**Goal:**
Retype the entries below word for word, preserving every character, punctuation mark, and line break without alteration.

**Data in this exercise:**
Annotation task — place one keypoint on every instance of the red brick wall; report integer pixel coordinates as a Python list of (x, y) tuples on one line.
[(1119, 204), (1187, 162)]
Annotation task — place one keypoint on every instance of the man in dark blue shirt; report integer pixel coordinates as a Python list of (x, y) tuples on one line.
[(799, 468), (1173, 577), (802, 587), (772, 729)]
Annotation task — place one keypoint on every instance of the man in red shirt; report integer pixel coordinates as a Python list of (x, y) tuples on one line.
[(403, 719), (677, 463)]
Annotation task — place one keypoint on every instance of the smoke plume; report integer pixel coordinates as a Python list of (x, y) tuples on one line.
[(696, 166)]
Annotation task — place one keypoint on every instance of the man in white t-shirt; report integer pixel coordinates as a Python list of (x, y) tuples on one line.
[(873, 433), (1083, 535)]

**Task answer:**
Annotation task — place one keypoint on every instance of the red brick wall; report integer pixel coordinates as a Python list of (x, y) tuples on one line.
[(1119, 204), (1187, 162)]
Annotation task — place one keypoint on every instance of the man in dark blue shirt; report integer pixel coordinates as a Python list of (x, y) tuples on one line.
[(799, 468), (1173, 577), (802, 587), (772, 729)]
Annotation task — place one keypoint on every instance of the man in red shirt; report integer pixel coordinates as a Python list of (x, y) tuples on one line.
[(403, 719), (677, 463)]
Annotation task — place one keypoint on every instance of the smoke plume; report integer pixel coordinates as a Python list of (x, y) tuples on one line.
[(696, 166)]
Annotation task — place one keypoint on every instance of the man in white t-shirt; report integer pixel coordinates as a Python list of (x, y) tuples on one line.
[(873, 433), (1083, 535)]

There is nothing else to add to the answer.